# Directions for this task
Would you copy out the whole listing exactly as given?

# Supplied information
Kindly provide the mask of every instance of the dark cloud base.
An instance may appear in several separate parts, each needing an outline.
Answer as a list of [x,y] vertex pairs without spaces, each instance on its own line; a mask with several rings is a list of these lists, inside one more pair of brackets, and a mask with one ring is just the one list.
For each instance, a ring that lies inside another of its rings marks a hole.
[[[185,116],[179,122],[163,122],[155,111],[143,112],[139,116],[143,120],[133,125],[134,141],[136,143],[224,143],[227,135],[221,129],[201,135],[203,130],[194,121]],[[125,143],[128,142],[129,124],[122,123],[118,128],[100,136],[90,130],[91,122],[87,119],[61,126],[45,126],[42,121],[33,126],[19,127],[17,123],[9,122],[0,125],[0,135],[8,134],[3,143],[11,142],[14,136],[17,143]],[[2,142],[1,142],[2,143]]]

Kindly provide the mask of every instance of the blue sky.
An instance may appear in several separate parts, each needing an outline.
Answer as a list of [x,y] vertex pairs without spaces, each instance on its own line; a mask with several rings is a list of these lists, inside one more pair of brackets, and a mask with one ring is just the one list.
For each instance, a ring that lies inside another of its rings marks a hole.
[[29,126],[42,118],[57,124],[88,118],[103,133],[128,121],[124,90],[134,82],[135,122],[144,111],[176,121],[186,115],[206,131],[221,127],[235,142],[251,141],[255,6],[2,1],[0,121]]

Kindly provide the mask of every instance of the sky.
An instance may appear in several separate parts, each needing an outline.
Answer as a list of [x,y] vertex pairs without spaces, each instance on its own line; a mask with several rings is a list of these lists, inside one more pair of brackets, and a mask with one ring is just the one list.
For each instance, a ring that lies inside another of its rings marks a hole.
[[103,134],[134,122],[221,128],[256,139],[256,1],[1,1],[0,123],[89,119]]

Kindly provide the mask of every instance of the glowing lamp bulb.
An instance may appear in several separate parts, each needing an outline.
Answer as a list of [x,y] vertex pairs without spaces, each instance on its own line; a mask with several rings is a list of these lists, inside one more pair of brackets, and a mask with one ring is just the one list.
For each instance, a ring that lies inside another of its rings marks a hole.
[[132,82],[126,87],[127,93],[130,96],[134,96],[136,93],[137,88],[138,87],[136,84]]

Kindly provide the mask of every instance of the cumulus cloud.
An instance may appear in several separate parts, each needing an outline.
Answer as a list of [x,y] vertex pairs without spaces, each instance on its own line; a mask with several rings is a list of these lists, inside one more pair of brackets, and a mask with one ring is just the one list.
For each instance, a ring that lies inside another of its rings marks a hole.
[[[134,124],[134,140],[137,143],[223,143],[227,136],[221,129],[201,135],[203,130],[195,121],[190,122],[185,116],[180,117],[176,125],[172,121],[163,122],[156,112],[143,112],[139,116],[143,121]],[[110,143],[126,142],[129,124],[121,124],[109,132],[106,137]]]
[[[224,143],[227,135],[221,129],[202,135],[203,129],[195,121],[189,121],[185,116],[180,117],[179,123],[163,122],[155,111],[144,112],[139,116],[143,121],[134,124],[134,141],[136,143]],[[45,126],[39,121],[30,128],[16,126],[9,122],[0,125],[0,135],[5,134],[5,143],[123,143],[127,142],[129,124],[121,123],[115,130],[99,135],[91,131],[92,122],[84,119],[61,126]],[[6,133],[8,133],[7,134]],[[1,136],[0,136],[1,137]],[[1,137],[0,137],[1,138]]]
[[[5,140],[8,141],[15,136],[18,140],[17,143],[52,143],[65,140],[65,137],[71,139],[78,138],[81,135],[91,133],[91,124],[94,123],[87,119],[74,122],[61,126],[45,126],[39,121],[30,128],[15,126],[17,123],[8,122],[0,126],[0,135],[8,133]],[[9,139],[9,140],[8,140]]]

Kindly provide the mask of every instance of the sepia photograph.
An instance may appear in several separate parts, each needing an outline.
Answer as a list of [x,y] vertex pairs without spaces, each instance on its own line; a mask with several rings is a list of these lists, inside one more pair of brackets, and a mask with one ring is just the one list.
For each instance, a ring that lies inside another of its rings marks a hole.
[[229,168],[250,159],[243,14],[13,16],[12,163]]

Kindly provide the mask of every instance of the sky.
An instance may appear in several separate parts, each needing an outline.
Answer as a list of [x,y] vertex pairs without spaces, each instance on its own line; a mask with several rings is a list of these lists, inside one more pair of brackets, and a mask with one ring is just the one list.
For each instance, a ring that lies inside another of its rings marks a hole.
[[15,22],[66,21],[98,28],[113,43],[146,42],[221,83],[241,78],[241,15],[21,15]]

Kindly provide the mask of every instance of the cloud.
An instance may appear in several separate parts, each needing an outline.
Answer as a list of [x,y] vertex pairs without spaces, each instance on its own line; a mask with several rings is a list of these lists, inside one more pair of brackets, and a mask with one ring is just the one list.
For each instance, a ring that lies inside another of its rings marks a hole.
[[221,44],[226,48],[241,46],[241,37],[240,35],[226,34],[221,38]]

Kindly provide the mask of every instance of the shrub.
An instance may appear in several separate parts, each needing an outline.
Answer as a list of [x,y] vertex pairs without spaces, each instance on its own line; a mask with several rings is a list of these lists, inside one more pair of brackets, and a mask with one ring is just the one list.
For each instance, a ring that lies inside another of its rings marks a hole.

# The answer
Kindly provide the mask of every instance of the dark cloud base.
An instance may appear in several separate parts, each needing an outline.
Answer as a list of [x,y] vertex pairs without spaces, each instance on its own line; a mask with several rings is a list of these lists, inside one more pair of brackets, and a mask with one ring is just the one list.
For each instance, a ring that lies inside another of its rings marks a hole.
[[[185,116],[179,122],[163,122],[155,111],[143,112],[139,116],[143,120],[133,125],[134,141],[136,143],[224,143],[227,135],[221,129],[201,135],[203,130],[194,121]],[[125,143],[128,142],[129,124],[122,123],[118,128],[100,136],[90,130],[91,122],[87,119],[61,126],[45,126],[42,121],[33,126],[19,127],[17,123],[9,122],[0,125],[0,135],[8,134],[3,143],[11,142],[14,136],[17,143]],[[2,142],[1,142],[2,143]]]

Kindly provide the mask of every instance of the blue sky.
An instance may appear in several separate parts, each needing an outline.
Answer as a list of [x,y] vertex pairs without spaces, each instance on its own line; a mask with several rings is a list of these lists, inside one more pair of brackets, and a mask with one ring is just the one list.
For each instance, a ring that lies inside another of its rings marks a hole.
[[29,126],[42,118],[57,124],[88,118],[103,133],[128,121],[124,90],[134,82],[135,122],[144,111],[176,121],[186,115],[206,131],[221,127],[235,142],[251,141],[255,6],[2,1],[0,121]]

Kindly provide the mask of every instance of the sky.
An instance may appear in several separate parts, each needing an outline.
Answer as a list of [x,y] vertex pairs without spaces, each instance on its own line; a mask with several rings is a list of these lists, inside one more pair of brackets, and a mask with one ring is just the one list.
For each instance, a ring that lies inside another of its rings marks a hole.
[[103,134],[134,122],[221,128],[256,139],[256,1],[1,1],[0,123],[89,119]]

Kindly provide the mask of every instance of the glowing lamp bulb.
An instance may appear in several separate parts, each needing an outline.
Answer as a list of [x,y] vertex pairs without spaces, each instance on its own line; a mask with several rings is a list of these lists, inside one more pair of brackets, and a mask with one ring is just the one list.
For each instance, a ring that lies inside another of its rings marks a hole.
[[132,82],[126,87],[127,93],[130,96],[134,96],[136,93],[137,88],[138,87],[136,84]]

Kindly provide the mask of every instance of the cumulus cloud.
An instance may appear in several separate parts, each needing an outline.
Answer as a list of [x,y] vertex pairs without spaces, each instance on its own line; a mask with several rings is a list of these lists, inside one more pair of brackets, and a mask with one ring is just the one list.
For each instance, a ring that lies inside another of its rings marks a hole.
[[[134,124],[134,140],[137,143],[223,143],[227,136],[221,129],[201,135],[203,130],[195,121],[190,122],[185,116],[180,117],[176,125],[172,121],[163,122],[156,112],[143,112],[139,116],[143,121]],[[110,143],[126,142],[129,124],[121,124],[109,132],[106,137]]]
[[[224,143],[227,135],[221,129],[202,135],[203,129],[195,121],[189,121],[185,116],[180,117],[179,123],[163,122],[155,111],[144,112],[139,116],[143,121],[134,124],[134,141],[136,143]],[[45,126],[39,121],[30,128],[16,126],[9,122],[0,125],[0,135],[5,134],[5,143],[123,143],[127,142],[129,124],[121,123],[115,130],[99,135],[91,131],[92,122],[84,119],[61,126]],[[6,133],[8,133],[7,134]],[[1,136],[0,136],[1,137]],[[1,137],[0,137],[1,138]]]
[[[5,140],[8,141],[15,136],[18,140],[17,143],[52,143],[65,140],[65,137],[71,139],[78,138],[81,135],[91,133],[91,124],[94,123],[87,119],[74,122],[61,126],[45,126],[39,121],[30,128],[15,126],[17,123],[8,122],[0,126],[0,135],[8,133]],[[9,139],[9,140],[8,140]]]

Kindly provide the mask of every instance of the sepia photograph.
An instance may appear in several separate parts, each needing an outline.
Answer as a list of [x,y] vertex pairs without spaces, each instance on its own line; a mask with several rings is a list of these lists, inside one more pair of brackets, and a mask with one ring is just the one list.
For each instance, a ring that lies inside another of its rings marks a hole.
[[229,168],[250,159],[243,14],[13,16],[12,163]]

Kindly provide the mask of every instance of the sky.
An instance may appear in several separate parts, each needing an outline.
Answer as a list of [x,y] vertex pairs without spaces, each instance on its own line; a mask with several rings is a list of these lists, inside one more pair of brackets, and a mask with one ring is just the one list.
For each instance, a ring that lies inside another of its rings marks a hole.
[[15,22],[66,21],[98,28],[113,43],[146,42],[221,83],[241,78],[241,15],[21,15]]

Kindly provide the mask of every instance of the cloud.
An instance may appear in several separate parts, each needing an outline.
Answer as a list of [x,y] vertex pairs without spaces, each instance on its own line; a mask with several rings is a list of these lists, inside one more pair of brackets, and a mask with one ring is just the one list.
For each instance, a ring that lies inside another of its rings marks a hole.
[[221,44],[226,48],[241,46],[241,37],[240,35],[226,34],[221,38]]

Kindly provide the mask of every instance of the shrub.
An instance may appear in several separate parts, each needing an outline.
Answer as a list of [x,y] vertex pairs without spaces, each instance on its own line; a mask with several rings is a list of these lists, inside one more pair of brackets, and a mask with one ring is just the one list.
For each instance, a ring that lies inside another of its rings marks a hole.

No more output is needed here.